## [Supplied data]
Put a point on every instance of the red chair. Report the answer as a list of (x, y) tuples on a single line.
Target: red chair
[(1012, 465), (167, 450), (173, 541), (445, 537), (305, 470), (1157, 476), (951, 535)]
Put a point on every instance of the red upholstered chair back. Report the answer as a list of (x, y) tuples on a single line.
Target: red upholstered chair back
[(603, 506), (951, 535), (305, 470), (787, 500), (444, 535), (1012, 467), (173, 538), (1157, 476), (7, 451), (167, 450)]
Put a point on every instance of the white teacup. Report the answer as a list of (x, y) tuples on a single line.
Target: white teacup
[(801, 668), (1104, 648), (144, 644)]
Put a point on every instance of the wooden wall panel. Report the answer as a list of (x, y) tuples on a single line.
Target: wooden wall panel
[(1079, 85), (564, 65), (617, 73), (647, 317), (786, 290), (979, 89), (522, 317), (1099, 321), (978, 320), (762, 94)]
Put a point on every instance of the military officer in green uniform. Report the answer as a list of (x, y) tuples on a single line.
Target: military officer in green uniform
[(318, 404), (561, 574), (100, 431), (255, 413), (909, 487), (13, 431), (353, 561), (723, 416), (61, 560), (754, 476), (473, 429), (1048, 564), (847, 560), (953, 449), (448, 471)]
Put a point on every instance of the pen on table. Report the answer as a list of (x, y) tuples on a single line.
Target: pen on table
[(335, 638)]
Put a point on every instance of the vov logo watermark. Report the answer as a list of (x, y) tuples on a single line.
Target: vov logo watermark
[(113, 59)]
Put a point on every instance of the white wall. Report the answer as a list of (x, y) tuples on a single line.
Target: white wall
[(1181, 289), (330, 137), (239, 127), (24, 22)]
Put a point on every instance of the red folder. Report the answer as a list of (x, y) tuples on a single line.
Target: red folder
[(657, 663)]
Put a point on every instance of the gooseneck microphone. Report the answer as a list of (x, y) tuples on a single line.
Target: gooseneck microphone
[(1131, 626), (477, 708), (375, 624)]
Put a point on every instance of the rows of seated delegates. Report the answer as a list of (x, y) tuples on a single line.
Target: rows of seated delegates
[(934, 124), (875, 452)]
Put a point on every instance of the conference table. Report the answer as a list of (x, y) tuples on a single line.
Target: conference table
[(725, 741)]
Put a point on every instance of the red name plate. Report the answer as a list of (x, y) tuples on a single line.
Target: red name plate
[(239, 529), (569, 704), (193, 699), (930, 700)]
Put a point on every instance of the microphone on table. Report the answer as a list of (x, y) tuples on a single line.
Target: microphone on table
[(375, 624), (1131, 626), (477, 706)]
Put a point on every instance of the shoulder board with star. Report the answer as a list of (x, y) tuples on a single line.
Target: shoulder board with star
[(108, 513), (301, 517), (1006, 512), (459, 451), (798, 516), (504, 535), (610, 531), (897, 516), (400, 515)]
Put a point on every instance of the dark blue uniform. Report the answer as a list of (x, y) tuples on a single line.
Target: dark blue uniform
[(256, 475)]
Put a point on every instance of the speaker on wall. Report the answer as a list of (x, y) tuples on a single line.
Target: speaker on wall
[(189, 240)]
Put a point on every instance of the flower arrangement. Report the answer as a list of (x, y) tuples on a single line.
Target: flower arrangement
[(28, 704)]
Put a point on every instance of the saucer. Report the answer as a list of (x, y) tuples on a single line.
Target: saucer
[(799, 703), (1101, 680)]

## [What this task involves]
The expected output is the complete data, repeated exactly.

## [Result]
Put a point on every instance of the red chair. Report the answer as a list of (x, y) tuples on a single line.
Target: red chair
[(1012, 465), (167, 450), (173, 541), (445, 537), (305, 470), (1157, 476), (951, 535)]
Put a point on every instance of the red upholstered chair back. Report the answer as a list of (x, y) tuples on a single line.
Target: red upholstered chair back
[(603, 506), (951, 535), (305, 470), (787, 500), (444, 535), (1012, 467), (173, 538), (1157, 476), (7, 451), (167, 450)]
Put a point on every instance of the white teacup. Report the answer as a list of (x, y) tuples on a single line.
Target: white teacup
[(801, 668), (1104, 648), (144, 644)]
Put a point on every instance of the wooden wall panel. Report the answer as a list of (x, y) tuples on a single line.
Target: wooden wall panel
[(1079, 85), (564, 65), (617, 73), (647, 317), (786, 290), (979, 89), (522, 317), (1099, 321), (978, 320), (762, 94)]
Put a point on every instance of the military officer in green uniform. Report the answer as a list of (x, y) tuples on a single line.
Target: military officer in green uniform
[(318, 404), (561, 574), (100, 431), (255, 413), (909, 487), (13, 431), (353, 561), (723, 416), (61, 560), (754, 476), (473, 429), (1048, 564), (847, 560), (953, 449), (448, 471)]
Put a point on every instance of the pen on table. Report the answer as a list of (x, y) tuples on a single line.
Target: pen on table
[(335, 638)]
Put a point on every instance of the vov logo watermark. Report the answer as a list of (x, y) tuples on a single line.
Target: vov logo watermark
[(113, 59)]
Put a point on every instance of the white wall. Report the answer as a list of (x, y) tuples on a single line.
Target: white wall
[(1181, 289), (330, 137), (239, 127), (24, 22)]
Put a point on every instance of the red folder. Report the answer as a list of (x, y) tuples on a single line.
Target: red folder
[(657, 663)]
Put a point on every instance of the gooseneck microphone. Report the answer as a list of (x, y) tuples on a single line.
Target: gooseneck microphone
[(1131, 626), (477, 708), (375, 624)]
Put a point on every instance of the rows of seated delegates. Report the answer as a list of (x, y) tuples on a single line.
Target: rows of seated delegates
[(934, 124), (875, 452)]
Put a point on every instance of the conference table. Report the answer as a list of (x, y) tuples on a single line.
Target: conference table
[(725, 741)]
Put a point on every instance of the red name plate. Report the answer as a list of (x, y) tuples on a single line.
Target: red name plate
[(239, 529), (569, 704), (193, 699), (930, 700)]
Put a point on every instance of the microphone on table. Report the answer as a list of (x, y) tuples on a single line.
Target: microphone on table
[(375, 624), (1131, 626), (477, 706)]
Put a point on every instance of the shoulder board with star. Report the answer as a list of (x, y) tuples on a single line.
Target: shoulder board with star
[(108, 513), (301, 517), (1006, 512), (459, 451), (798, 516), (504, 535), (610, 531), (897, 516), (400, 515)]
Put a point on every instance of the dark blue uniform. Report the answer as a list of (x, y) tuples on a single line.
Target: dark blue uniform
[(256, 475)]
Put a point on every instance of the speaker on wall. Report the answer as a list of (x, y) tuples on a single line.
Target: speaker on wall
[(189, 240)]
Put a point on every instance of the flower arrangement. Report the answer as a list of (x, y) tuples on a single line.
Target: flower arrangement
[(28, 704)]
Put a point on every instance of the saucer. Report the answer as a list of (x, y) tuples on a single line.
Target: saucer
[(799, 703), (1101, 680)]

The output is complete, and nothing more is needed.